Give back, character for character, the line that includes "Target: primary feather" and all lines beneath it in the data.

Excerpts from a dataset
---*---

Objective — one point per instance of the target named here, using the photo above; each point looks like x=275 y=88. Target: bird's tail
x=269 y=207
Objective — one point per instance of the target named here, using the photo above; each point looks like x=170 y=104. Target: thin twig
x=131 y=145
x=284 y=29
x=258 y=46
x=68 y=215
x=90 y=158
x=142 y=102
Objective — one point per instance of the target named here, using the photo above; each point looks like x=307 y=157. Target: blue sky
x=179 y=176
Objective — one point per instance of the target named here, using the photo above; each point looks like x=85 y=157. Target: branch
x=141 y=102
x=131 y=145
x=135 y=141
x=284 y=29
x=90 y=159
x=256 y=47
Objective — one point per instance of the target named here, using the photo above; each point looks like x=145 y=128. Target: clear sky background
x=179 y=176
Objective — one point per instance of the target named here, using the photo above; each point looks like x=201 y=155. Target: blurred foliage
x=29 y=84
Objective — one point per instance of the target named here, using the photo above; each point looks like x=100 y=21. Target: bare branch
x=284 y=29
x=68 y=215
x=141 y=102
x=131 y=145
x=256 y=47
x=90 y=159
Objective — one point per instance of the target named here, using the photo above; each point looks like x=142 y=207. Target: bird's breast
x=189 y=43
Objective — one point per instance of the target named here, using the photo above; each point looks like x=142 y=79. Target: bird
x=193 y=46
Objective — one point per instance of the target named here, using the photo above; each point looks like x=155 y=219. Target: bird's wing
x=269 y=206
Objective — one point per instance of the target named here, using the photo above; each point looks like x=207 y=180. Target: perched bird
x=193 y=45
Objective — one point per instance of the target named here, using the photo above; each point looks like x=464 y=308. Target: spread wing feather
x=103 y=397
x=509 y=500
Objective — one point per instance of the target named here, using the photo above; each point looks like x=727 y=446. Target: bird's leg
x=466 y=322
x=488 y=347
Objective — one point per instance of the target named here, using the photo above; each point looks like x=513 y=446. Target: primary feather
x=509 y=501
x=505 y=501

---*---

▸ EXERCISE OUTPUT:
Objective — one point per instance of the target named here, using the photo above; each point looks like x=513 y=446. Target: primary feather
x=509 y=501
x=505 y=501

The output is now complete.